- **Page text**
He met and married Mary Armsby while attending Monmouth College. (Two of their three daughters also went to Monmouth.) Martin left his junior year to study at the Chicago Academy of Fine Arts, joining Newspaper Enterprise Association in 1921 as a cartoonist.

Boots and Her Buddies
While working in NEA's art department, Martin experimented with several strips: Efficiency Ed, Fables of 1921, Taken from Life and Girls, the strip which introduced Boots. In 1924, NEA was looking for a girl strip, and several artists who had previously submitted strips were asked to resubmit them. Martin's sample was unsigned. When an editor examined Martin's strip and asked, "How soon can we get this artist?", the art director responded, "In one minute. He works here." Thus, Girls became Boots and Her Buddies on February 18, 1924, although some newspapers continued to use the first title. Syndicated by NEA, it appeared in 500 newspapers during the 1940s, with about half that carrying the Sunday strip. In the post-WWII years, the figure climbed to 700 newspapers.

- **Data entries**
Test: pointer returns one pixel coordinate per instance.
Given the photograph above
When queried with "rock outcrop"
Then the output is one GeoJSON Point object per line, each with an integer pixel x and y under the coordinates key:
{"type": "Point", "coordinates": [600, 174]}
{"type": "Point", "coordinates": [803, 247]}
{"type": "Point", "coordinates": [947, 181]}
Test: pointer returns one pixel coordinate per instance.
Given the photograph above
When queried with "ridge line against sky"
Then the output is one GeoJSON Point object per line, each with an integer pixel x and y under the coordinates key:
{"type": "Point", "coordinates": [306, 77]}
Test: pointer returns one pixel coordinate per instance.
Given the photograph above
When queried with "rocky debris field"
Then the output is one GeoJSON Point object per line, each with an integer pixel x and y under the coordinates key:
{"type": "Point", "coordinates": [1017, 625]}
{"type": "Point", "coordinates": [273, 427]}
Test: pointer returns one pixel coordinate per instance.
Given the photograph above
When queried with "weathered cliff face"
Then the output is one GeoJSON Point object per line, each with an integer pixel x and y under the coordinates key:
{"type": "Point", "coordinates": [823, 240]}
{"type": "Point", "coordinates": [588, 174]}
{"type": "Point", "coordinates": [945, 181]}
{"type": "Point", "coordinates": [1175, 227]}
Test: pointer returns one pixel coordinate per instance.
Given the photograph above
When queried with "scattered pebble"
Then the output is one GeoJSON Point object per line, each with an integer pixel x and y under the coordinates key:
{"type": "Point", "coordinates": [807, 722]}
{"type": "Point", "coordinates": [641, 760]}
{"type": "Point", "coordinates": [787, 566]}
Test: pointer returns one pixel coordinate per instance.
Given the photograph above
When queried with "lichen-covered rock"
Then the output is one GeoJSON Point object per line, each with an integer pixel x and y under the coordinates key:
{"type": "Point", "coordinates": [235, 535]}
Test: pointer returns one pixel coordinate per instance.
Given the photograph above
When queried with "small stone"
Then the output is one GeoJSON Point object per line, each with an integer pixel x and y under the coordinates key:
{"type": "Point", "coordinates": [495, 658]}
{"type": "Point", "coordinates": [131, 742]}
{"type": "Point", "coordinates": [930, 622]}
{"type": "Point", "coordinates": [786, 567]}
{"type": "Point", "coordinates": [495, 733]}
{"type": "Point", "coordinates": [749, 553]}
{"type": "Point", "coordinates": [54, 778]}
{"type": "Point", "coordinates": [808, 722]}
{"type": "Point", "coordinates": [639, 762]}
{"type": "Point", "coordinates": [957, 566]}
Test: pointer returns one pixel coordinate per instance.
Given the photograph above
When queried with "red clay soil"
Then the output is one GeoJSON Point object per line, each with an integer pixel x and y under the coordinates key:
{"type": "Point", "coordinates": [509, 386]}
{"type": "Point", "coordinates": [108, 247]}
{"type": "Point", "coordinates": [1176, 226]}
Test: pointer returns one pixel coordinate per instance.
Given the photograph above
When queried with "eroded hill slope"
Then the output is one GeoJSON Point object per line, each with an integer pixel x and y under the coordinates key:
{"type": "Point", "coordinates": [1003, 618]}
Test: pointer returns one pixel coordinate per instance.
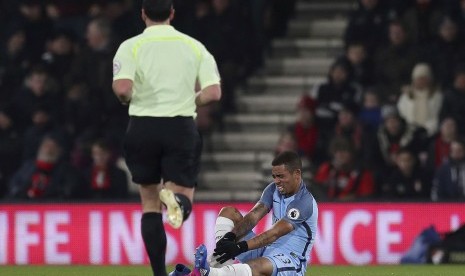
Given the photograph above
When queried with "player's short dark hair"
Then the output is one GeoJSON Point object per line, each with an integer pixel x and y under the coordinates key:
{"type": "Point", "coordinates": [157, 10]}
{"type": "Point", "coordinates": [290, 159]}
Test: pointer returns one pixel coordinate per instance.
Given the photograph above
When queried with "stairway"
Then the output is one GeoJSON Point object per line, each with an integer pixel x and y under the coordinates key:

- **Problem set**
[1] In the Boots and Her Buddies text, on what date did Girls become Boots and Her Buddies?
[2] Decide whether each statement agrees with the Boots and Her Buddies text. (a) Martin completed his senior year at Monmouth College. (b) The sample strip Martin submitted to NEA was signed. (c) In the post-WWII years, the strip appeared in 700 newspapers.
[3] Carry the Boots and Her Buddies text forward, starting after its final sentence.

- **Expected results**
[1] February 18, 1924.

[2]
(a) No: "Martin left his junior year to study at the Chicago Academy of Fine Arts"
(b) No: "Martin's sample was unsigned."
(c) Yes: "In the post-WWII years, the figure climbed to 700 newspapers."

[3]
With the strip's emphasis on fashion and beauty, Martin attended style shows and constantly thumbed through fashion magazines to study trends and keep Boots in current fashions. In addition to the strip, Martin drew promotional paper dolls in occasional newspaper cartoon panels displaying Boots and her fashionable outfits. Promoted as an expert of female beauty, Martin was often invited to judge beauty contests. In the early days, the strip had a large following among students at colleges and high schools, with the result that Martin sometimes made personal appearances at proms.

Interviewed in 1952, Martin revealed the strip's background and his attitude toward the characters:

Martin's assistant Les Carroll eventually took over the Sunday strip, but Martin continued to draw the daily strip. The character of Billy, Boots' brother, was based on Martin himself.

Later life and death 
Martin, who enjoyed antique collecting and golf, lived at 305 North Second Street in Monmouth. He and his family moved to Clearwater, Florida in 1940. When he died in Clearwater on August 30, 1960, he was survived by his widow, three daughters and five grandchildren.

Further reading
"'Boots' Goes to Yale.'" Jackson Daily News, Jackson, Mississippi, February or March 1939.
"Where Comics Come From." Unidentified newspaper article.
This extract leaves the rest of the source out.